#### [Supplied passage]
....

Source: Deep Learning on Medium
The neural networks are inspired from the architecture of a human brain and the neuron is a basic building block. It functions similar to a human brain’s neuron(takes input, processes it and gives final output).
When an input enters a neuron, it’s multiplied by weights. For instance, if a neuron has 2 inputs, then each of the input will have a weight associated to it. These weights are randomly initialized and later updated during the mode training. Zero weight signifies that particular feature has no value.
Example, let’s consider an input a and weight w1. Once, it is passed through the node it becomes a*w1. Here, for input 1 and weights associated with it — 0.8 and 0.2 which is
Bias is another component applied to the input along with the weights. It is added to change the range of the weighted input.
a*w1 + bias
These functions decides whether a neuron should be activated or not by calculating the weighted sum and further adding a bias to it. The major goal of an activation function is to introduce non-linearity to the output of a neuron.
A neural network without activation function can be considered as a linear regression model. Hence, the activation function performs non-linear transformations to the input allowing it to learn and perform complex tasks.
Some of the popular types of activation functions –
- Sigmoid or Logistic
Sigmoid Activation Function — f(x) = 1/1+ exp(-x)
It ranges between 0 and 1, an S-Shaped curve which is easy to understand and allows applications. But reasons for its fall out of popularity include vanishing gradient problem, and its output is not zero centered which makes gradient updates go too far in different directions making optimization a difficult task.

....

#### [Excerpted records]
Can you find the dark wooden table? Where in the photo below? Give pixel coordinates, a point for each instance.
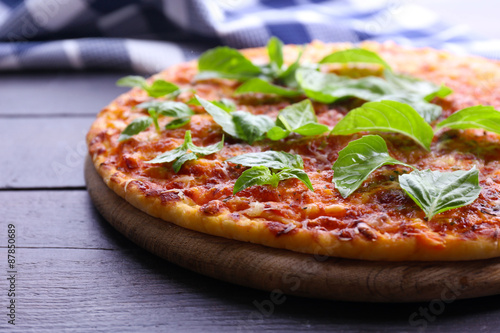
(77, 274)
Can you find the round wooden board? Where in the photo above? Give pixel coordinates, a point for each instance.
(283, 271)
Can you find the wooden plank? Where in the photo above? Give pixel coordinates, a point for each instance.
(63, 93)
(58, 219)
(43, 152)
(294, 273)
(62, 290)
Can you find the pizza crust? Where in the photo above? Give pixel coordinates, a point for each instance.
(364, 240)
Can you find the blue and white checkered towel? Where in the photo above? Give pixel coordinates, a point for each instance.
(145, 36)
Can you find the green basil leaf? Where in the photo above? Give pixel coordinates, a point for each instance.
(221, 117)
(481, 117)
(225, 62)
(272, 159)
(288, 75)
(258, 175)
(327, 88)
(299, 118)
(436, 192)
(353, 56)
(169, 156)
(168, 108)
(277, 133)
(251, 127)
(386, 116)
(154, 116)
(225, 104)
(136, 126)
(296, 173)
(181, 154)
(257, 85)
(426, 110)
(310, 129)
(132, 81)
(193, 101)
(275, 51)
(358, 160)
(161, 88)
(177, 123)
(182, 159)
(207, 150)
(441, 93)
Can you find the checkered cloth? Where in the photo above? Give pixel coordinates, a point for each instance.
(145, 36)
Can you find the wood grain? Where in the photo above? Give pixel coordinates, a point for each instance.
(62, 93)
(293, 273)
(48, 152)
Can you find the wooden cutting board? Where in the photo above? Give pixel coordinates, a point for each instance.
(281, 271)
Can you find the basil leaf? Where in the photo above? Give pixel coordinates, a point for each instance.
(161, 88)
(156, 89)
(441, 93)
(261, 175)
(251, 127)
(257, 85)
(288, 75)
(154, 116)
(271, 159)
(277, 133)
(207, 150)
(426, 110)
(221, 117)
(169, 156)
(358, 160)
(177, 123)
(327, 88)
(136, 126)
(181, 154)
(132, 81)
(300, 118)
(182, 159)
(296, 173)
(225, 62)
(386, 116)
(225, 104)
(482, 117)
(436, 192)
(258, 175)
(168, 108)
(355, 55)
(275, 51)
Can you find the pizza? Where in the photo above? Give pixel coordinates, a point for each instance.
(371, 152)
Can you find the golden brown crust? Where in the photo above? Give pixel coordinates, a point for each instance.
(378, 222)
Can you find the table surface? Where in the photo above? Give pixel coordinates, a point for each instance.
(75, 273)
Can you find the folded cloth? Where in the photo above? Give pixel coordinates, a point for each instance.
(145, 36)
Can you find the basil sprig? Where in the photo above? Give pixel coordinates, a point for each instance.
(328, 88)
(186, 152)
(386, 116)
(228, 63)
(353, 56)
(358, 160)
(436, 192)
(239, 124)
(299, 118)
(265, 169)
(157, 89)
(481, 117)
(433, 191)
(177, 110)
(182, 112)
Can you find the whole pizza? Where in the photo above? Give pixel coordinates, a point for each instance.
(370, 151)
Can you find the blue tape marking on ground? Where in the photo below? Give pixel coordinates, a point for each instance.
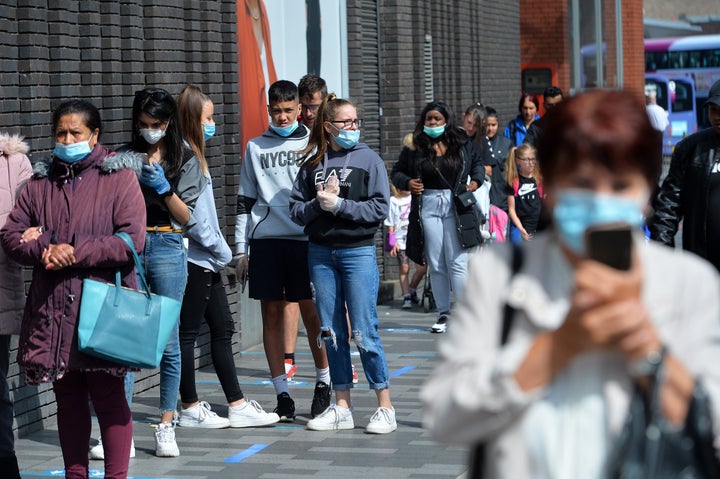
(250, 451)
(355, 353)
(92, 473)
(402, 371)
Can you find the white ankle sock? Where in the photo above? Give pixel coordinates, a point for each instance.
(322, 375)
(280, 384)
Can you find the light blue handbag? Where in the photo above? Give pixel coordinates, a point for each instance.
(124, 325)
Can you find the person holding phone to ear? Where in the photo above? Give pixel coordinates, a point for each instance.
(590, 333)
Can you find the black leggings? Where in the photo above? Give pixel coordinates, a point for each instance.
(205, 298)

....

#### [To do]
Can you copy the neural network article word for word, starting with "Example, let’s consider" and going on through "f(x) = 1/1+ exp(-x)"?

#### [Answer section]
Example, let’s consider an input a and weight w1. Once, it is passed through the node it becomes a*w1. Here, for input 1 and weights associated with it — 0.8 and 0.2 which is
Bias is another component applied to the input along with the weights. It is added to change the range of the weighted input.
a*w1 + bias
These functions decides whether a neuron should be activated or not by calculating the weighted sum and further adding a bias to it. The major goal of an activation function is to introduce non-linearity to the output of a neuron.
A neural network without activation function can be considered as a linear regression model. Hence, the activation function performs non-linear transformations to the input allowing it to learn and perform complex tasks.
Some of the popular types of activation functions –
- Sigmoid or Logistic
Sigmoid Activation Function — f(x) = 1/1+ exp(-x)